** Start Exercise data **
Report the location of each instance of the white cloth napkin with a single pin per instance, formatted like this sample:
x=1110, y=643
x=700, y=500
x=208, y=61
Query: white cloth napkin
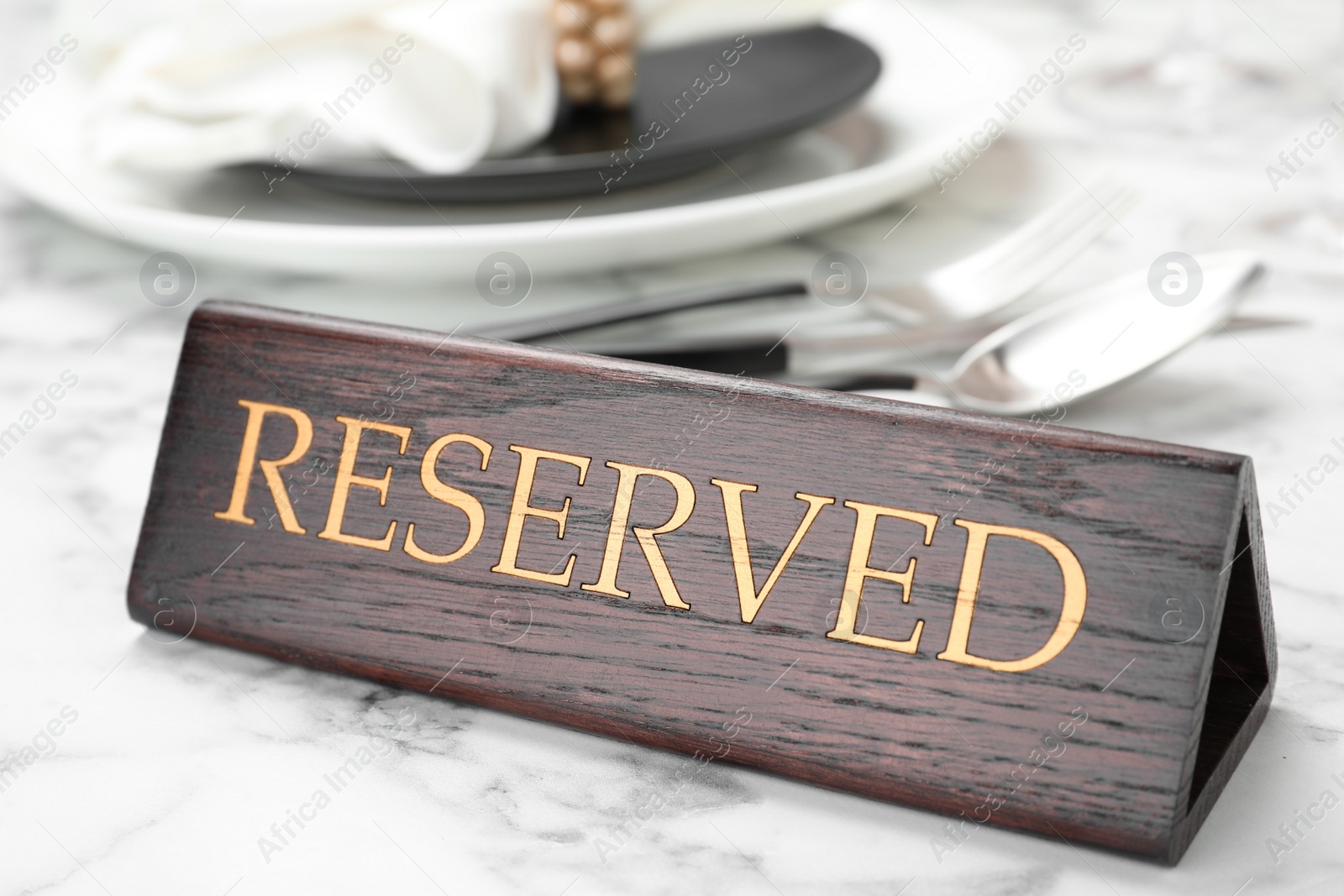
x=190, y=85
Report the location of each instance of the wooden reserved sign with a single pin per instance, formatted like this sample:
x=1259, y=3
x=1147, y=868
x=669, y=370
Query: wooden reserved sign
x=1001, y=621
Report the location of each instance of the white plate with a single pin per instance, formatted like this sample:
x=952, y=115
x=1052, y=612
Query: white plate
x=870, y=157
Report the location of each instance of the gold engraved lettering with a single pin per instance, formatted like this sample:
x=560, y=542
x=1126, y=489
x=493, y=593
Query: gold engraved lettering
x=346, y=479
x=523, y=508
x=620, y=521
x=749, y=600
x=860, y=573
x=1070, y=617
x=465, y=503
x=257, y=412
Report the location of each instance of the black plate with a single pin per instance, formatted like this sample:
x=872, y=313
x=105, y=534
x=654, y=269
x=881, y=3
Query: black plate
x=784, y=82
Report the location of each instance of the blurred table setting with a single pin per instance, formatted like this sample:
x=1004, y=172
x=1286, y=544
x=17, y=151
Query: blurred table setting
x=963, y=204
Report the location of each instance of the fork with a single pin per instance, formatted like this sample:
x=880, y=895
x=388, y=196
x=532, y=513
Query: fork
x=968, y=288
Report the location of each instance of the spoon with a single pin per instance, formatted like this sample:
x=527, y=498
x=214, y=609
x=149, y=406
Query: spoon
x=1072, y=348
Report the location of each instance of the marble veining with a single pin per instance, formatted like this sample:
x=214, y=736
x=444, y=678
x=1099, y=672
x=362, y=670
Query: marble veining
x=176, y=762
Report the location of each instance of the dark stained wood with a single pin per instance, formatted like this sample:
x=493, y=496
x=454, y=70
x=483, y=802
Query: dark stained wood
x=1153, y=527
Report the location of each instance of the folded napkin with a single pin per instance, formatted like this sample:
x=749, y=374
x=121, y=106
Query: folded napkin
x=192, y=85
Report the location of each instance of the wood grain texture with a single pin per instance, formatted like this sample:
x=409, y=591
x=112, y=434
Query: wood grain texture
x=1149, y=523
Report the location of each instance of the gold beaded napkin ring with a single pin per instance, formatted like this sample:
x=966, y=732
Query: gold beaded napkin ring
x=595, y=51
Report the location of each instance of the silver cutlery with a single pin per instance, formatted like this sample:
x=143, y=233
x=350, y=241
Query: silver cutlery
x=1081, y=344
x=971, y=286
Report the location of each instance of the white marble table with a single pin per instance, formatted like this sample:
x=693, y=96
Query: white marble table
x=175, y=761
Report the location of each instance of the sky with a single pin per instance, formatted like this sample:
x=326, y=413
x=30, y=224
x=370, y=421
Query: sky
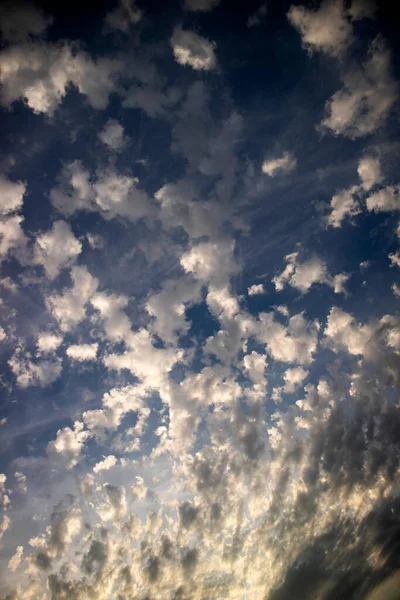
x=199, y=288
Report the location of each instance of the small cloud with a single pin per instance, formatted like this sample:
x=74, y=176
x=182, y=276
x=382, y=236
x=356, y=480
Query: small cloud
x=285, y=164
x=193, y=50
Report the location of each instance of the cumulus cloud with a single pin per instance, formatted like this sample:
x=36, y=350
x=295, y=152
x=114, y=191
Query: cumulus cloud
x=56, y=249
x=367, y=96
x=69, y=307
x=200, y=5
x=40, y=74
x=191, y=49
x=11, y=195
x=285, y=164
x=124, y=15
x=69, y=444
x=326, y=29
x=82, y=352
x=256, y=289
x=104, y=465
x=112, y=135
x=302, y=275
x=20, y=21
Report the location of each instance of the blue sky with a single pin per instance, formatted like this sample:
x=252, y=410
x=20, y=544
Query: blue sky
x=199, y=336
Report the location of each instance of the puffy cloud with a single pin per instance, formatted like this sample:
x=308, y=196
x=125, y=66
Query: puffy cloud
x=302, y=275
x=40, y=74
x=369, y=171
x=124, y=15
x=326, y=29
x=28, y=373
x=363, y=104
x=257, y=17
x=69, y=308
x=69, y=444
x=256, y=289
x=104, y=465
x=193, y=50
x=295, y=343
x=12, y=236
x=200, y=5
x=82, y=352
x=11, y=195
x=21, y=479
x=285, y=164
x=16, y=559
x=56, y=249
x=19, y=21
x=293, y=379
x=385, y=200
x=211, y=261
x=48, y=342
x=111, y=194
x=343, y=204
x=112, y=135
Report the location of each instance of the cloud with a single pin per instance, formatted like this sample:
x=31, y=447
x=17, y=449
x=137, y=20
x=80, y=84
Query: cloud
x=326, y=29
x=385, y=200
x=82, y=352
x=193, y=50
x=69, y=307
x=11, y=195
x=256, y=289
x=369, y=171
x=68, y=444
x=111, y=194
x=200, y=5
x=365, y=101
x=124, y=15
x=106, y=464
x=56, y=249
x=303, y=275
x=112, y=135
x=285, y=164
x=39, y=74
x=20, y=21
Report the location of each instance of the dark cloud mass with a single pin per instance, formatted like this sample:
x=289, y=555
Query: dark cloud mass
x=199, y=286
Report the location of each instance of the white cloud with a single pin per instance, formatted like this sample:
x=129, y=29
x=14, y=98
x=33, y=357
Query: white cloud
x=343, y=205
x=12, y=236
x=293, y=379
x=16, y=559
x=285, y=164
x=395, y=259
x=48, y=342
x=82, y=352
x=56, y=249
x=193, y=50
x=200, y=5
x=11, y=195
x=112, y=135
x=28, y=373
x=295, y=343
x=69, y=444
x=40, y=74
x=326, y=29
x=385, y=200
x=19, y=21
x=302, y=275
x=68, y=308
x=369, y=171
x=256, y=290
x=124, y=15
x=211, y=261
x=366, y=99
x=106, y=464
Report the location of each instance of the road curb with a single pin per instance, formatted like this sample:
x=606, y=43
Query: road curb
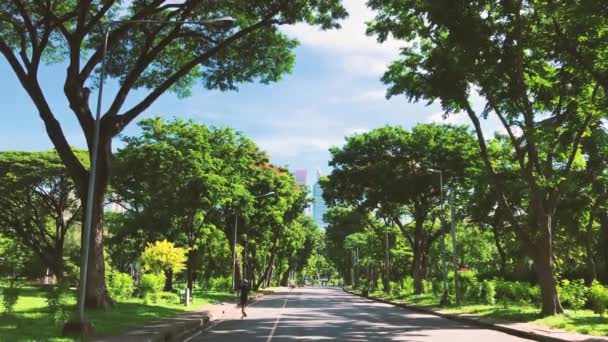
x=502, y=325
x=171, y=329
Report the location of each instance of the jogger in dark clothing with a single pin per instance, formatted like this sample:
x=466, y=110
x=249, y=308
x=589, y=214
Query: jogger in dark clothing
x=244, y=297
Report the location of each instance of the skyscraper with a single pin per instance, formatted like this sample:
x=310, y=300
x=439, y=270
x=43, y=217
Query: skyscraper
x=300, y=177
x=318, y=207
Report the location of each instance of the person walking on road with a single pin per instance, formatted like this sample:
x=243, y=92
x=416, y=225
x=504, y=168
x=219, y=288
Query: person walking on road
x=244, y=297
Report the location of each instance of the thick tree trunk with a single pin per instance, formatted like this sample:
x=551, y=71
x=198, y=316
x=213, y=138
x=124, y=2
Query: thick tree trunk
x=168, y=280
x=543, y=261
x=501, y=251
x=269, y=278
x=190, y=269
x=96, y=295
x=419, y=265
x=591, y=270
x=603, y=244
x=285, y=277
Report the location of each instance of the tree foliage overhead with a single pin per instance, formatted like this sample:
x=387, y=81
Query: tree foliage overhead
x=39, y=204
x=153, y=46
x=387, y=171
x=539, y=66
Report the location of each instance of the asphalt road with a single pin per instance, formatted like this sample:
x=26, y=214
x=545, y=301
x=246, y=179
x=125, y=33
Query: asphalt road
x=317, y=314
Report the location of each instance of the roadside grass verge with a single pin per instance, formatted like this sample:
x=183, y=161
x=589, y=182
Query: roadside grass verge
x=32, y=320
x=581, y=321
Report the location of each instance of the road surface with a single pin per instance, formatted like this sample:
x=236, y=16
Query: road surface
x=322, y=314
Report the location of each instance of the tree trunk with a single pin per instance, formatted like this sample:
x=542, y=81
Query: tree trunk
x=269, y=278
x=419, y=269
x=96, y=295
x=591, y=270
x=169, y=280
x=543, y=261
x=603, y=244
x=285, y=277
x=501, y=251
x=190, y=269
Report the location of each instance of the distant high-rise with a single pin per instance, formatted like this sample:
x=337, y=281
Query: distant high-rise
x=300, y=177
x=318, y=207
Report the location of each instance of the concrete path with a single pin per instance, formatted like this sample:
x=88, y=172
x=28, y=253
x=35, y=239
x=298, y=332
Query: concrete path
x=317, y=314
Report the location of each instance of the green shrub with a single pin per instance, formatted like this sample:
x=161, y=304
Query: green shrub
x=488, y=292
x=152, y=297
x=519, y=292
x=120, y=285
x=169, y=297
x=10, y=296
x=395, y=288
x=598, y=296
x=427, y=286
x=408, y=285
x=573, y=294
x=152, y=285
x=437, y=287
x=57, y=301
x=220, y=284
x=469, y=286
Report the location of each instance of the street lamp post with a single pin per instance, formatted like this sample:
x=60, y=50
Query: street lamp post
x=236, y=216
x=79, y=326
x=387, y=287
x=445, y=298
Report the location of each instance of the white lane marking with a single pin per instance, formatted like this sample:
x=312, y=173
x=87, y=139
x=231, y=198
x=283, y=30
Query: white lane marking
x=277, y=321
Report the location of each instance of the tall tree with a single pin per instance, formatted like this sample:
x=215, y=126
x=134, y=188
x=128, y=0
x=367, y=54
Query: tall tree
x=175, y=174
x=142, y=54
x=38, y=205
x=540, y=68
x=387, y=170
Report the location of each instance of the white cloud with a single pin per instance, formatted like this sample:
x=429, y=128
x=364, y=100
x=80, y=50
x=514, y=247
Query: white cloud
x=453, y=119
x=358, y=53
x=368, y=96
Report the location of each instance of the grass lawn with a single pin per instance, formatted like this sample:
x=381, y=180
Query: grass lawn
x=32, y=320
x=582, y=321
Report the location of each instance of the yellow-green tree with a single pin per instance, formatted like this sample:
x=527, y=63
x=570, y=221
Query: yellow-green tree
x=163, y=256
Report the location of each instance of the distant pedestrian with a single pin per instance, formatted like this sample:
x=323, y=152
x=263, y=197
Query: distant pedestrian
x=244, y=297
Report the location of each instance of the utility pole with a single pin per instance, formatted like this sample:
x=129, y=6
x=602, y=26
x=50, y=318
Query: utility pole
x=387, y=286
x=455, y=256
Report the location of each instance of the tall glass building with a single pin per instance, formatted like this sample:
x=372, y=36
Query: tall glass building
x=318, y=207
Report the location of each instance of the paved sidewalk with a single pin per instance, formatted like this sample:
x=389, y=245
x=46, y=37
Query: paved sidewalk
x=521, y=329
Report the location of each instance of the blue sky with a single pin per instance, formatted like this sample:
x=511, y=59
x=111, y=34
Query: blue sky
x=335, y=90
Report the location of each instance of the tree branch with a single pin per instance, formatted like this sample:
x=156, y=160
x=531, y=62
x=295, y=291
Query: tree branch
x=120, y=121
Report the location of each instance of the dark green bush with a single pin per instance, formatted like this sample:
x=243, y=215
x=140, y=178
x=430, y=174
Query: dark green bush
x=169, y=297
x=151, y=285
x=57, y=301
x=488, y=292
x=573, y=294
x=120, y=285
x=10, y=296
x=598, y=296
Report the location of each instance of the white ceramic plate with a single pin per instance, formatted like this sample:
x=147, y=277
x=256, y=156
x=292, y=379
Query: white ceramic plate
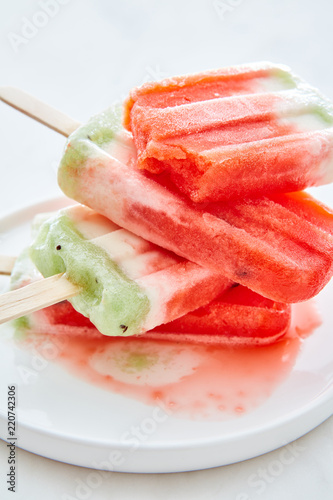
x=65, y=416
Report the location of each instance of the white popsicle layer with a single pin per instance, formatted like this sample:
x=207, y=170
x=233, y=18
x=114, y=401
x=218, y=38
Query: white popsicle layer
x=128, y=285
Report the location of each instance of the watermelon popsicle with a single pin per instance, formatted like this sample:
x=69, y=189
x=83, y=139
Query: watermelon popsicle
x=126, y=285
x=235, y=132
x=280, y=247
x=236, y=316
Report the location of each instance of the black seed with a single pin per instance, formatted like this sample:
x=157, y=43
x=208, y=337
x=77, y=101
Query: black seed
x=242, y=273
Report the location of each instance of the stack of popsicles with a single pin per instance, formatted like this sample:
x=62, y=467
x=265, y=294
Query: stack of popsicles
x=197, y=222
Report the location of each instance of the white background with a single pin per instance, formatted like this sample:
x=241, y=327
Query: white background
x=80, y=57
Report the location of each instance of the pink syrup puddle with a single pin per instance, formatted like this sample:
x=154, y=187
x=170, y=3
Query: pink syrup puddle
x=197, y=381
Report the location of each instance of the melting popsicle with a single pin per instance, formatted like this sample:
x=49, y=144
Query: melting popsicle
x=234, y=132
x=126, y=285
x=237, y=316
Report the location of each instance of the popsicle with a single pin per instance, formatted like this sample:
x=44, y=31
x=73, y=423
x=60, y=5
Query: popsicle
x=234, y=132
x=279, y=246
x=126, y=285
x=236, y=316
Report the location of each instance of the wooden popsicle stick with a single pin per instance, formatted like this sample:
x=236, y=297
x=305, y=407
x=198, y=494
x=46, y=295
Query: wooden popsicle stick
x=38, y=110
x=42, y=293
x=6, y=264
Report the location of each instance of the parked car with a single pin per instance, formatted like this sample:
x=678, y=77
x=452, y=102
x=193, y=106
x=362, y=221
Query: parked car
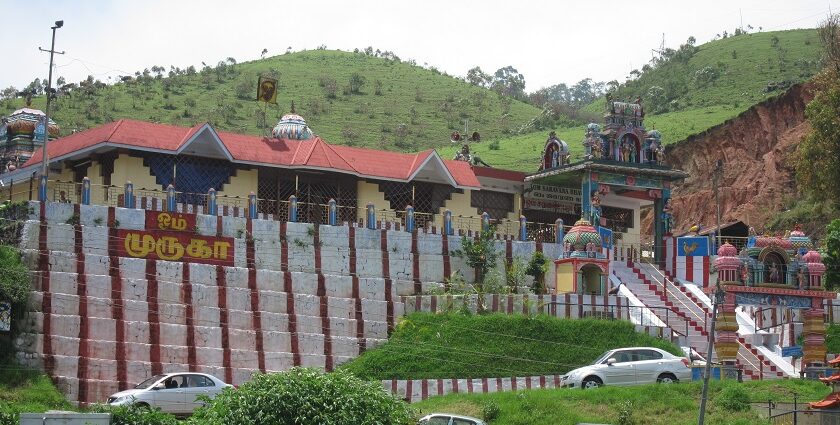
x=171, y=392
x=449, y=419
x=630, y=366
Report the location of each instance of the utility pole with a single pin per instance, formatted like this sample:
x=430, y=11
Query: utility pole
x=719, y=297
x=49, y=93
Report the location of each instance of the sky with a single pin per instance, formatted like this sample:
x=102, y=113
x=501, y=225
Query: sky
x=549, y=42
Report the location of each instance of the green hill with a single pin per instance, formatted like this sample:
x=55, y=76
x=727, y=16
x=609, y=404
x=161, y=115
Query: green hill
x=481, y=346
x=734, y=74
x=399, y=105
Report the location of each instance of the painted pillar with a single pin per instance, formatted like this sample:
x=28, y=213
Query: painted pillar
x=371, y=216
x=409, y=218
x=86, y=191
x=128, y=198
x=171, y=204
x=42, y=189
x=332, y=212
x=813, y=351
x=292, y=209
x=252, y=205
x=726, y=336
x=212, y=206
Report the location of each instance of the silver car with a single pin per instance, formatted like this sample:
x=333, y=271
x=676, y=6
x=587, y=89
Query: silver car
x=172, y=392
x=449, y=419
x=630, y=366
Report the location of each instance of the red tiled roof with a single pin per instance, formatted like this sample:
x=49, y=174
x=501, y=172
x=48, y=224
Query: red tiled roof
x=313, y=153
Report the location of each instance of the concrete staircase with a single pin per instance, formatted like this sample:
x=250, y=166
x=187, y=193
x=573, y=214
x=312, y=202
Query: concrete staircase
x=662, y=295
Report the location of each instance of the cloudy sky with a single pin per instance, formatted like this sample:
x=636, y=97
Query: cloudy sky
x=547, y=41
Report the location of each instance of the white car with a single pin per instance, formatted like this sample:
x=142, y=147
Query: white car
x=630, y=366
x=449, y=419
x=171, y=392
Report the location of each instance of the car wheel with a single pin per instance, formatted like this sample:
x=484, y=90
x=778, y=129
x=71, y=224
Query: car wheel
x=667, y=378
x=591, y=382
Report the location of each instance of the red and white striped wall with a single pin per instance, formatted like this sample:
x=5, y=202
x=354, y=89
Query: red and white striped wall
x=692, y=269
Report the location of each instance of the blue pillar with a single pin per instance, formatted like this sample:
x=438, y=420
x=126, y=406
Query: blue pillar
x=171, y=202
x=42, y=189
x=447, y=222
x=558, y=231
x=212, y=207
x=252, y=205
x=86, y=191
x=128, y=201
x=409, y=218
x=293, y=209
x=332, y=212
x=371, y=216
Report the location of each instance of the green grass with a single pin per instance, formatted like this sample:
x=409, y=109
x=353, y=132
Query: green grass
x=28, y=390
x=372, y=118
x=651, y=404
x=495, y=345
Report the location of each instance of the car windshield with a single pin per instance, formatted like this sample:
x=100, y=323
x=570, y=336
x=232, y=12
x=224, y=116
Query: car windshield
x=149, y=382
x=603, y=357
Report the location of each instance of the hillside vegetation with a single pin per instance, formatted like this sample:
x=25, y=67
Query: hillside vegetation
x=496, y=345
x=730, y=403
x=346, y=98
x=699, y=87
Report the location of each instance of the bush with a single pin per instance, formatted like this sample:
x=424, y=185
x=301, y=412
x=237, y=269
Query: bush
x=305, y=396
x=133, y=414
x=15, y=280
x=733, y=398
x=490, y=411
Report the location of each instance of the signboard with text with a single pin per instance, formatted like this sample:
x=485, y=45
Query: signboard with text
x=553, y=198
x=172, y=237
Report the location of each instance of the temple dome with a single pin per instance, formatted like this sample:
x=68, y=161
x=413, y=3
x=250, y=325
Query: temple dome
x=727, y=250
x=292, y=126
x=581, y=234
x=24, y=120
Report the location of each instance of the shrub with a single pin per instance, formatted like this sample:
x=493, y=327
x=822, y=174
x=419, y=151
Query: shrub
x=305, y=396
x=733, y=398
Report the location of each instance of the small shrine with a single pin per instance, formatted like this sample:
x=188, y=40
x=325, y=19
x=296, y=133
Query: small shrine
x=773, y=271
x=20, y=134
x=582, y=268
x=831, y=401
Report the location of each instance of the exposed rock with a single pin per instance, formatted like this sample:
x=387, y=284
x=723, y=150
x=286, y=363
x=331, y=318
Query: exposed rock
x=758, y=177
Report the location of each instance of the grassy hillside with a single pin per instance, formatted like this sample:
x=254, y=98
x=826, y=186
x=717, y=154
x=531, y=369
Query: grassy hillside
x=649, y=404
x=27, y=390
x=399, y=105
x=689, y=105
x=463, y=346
** End Exercise data **
Directions:
Copy the data word for word from its first line through the line containing "x=257, y=412", including both ends. Omit the pictures.

Exercise solution:
Report the location of each instance of the white cloth napkin with a single pin per instance, formatted like this sample:
x=1110, y=643
x=700, y=500
x=208, y=61
Query: white cloth napkin
x=190, y=85
Report the location of each instance of the wooden reserved sign with a single pin per instance, formatted like this sample:
x=1259, y=3
x=1147, y=868
x=669, y=370
Query: wooden reserved sign
x=1001, y=621
Report the location of each instance of the white plate with a single pin per instance, formatted like this sample:
x=952, y=115
x=1052, y=612
Query: white plate
x=870, y=157
Report the location of each instance of the gold engraved lettering with a single pin per instance, formatted like this sample:
x=560, y=542
x=1126, y=489
x=493, y=593
Query: gold engraved lettering
x=346, y=479
x=523, y=508
x=620, y=521
x=749, y=600
x=860, y=573
x=1070, y=617
x=465, y=503
x=257, y=412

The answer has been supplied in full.